Referring expression pointing data

###

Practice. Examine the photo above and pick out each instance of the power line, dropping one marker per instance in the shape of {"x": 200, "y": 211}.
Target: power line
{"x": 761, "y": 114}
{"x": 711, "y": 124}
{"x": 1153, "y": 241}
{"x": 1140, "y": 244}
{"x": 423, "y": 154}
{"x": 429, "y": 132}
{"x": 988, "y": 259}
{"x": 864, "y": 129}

###

● **Description of the task**
Print out all of the records above, word for word.

● **Written response**
Practice. Examine the photo above and pick out each instance of the power line, dropping one marker per instance in the shape of {"x": 200, "y": 211}.
Target: power line
{"x": 761, "y": 114}
{"x": 711, "y": 124}
{"x": 1153, "y": 241}
{"x": 1140, "y": 244}
{"x": 423, "y": 154}
{"x": 429, "y": 132}
{"x": 988, "y": 259}
{"x": 864, "y": 129}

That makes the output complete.